Start

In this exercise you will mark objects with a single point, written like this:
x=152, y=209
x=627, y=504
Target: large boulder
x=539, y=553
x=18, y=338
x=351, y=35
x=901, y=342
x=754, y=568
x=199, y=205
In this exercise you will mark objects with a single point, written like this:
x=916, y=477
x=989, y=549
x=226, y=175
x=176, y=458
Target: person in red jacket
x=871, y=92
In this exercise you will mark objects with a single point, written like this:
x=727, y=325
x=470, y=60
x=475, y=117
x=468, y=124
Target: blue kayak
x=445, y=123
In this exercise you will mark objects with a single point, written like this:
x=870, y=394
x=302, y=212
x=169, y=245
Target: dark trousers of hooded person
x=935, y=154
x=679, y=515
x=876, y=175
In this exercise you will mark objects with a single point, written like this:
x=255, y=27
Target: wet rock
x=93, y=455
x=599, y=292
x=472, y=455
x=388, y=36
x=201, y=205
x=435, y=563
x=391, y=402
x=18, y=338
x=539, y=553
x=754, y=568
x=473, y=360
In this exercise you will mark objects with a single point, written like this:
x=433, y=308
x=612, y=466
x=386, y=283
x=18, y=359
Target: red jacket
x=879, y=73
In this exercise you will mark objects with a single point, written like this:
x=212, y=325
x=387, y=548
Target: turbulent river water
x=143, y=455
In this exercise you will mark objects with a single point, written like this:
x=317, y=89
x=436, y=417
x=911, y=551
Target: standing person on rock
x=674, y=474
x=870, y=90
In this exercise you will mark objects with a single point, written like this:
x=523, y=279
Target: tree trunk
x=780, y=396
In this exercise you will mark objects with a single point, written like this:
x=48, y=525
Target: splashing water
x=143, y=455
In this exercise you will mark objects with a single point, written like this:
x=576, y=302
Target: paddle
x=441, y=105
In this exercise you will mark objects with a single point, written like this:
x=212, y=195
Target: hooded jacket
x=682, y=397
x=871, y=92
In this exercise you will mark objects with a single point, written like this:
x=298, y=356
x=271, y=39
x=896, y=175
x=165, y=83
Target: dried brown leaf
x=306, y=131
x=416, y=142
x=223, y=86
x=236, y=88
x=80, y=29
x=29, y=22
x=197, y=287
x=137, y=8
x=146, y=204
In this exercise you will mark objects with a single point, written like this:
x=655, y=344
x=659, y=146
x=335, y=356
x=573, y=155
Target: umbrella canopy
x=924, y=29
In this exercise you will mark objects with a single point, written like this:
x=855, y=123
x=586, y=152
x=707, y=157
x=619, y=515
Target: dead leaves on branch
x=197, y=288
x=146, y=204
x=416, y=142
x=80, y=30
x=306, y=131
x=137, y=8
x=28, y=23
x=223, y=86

End

» **Stated goal**
Reproduce every one of the records above word for word.

» **Correct answer**
In this exercise you will mark objects with a single point, written like this:
x=152, y=209
x=627, y=504
Target: large boulder
x=539, y=553
x=18, y=338
x=351, y=35
x=901, y=342
x=754, y=568
x=199, y=205
In this exercise you will mark objects with a single point, written like this:
x=916, y=477
x=989, y=549
x=226, y=175
x=176, y=458
Target: person in red jacket
x=871, y=92
In this exercise you will mark objects with a single point, written like this:
x=727, y=325
x=470, y=60
x=475, y=117
x=468, y=124
Target: blue kayak
x=445, y=123
In this exercise you will mark objects with a single point, written like this:
x=870, y=394
x=302, y=212
x=169, y=245
Target: dark trousers of hooded person
x=935, y=154
x=679, y=515
x=876, y=175
In this exercise you will mark objects with a single point, written like this:
x=255, y=27
Target: wet rock
x=93, y=455
x=599, y=292
x=472, y=455
x=388, y=36
x=201, y=205
x=435, y=563
x=391, y=402
x=18, y=338
x=539, y=553
x=754, y=568
x=473, y=360
In this exercise you will mark objects with a single point, written like this:
x=433, y=308
x=612, y=466
x=386, y=283
x=18, y=359
Target: red jacket
x=879, y=73
In this exercise you will mark objects with a single point, written like this:
x=212, y=325
x=387, y=548
Target: turbulent river water
x=143, y=455
In this exercise you will mark objects with a single point, written like this:
x=317, y=89
x=436, y=417
x=911, y=551
Target: standing person on rock
x=674, y=474
x=870, y=90
In this exercise you will mark objects with a single point, written like this:
x=523, y=279
Target: tree trunk
x=780, y=396
In this exercise you will mark objects with a single point, written like this:
x=48, y=525
Target: splashing water
x=143, y=455
In this exercise you will mark objects with a single point, written like this:
x=576, y=302
Target: paddle
x=441, y=105
In this exercise you will mark objects with a single point, written like this:
x=212, y=195
Target: hooded jacket
x=682, y=397
x=871, y=92
In this exercise you will mark objects with a single point, written like this:
x=298, y=356
x=271, y=39
x=896, y=175
x=165, y=83
Target: dried brown leaf
x=306, y=131
x=416, y=142
x=223, y=86
x=236, y=88
x=80, y=29
x=29, y=22
x=197, y=287
x=137, y=8
x=146, y=204
In this exercise you will mark objects with a single point, written like this:
x=655, y=344
x=659, y=146
x=335, y=356
x=573, y=155
Target: umbrella canopy
x=924, y=29
In this exercise you will mark objects with a single point, written like this:
x=855, y=123
x=586, y=152
x=707, y=157
x=619, y=515
Target: dead leaves on branch
x=197, y=288
x=146, y=204
x=416, y=142
x=80, y=30
x=306, y=131
x=137, y=8
x=28, y=23
x=223, y=86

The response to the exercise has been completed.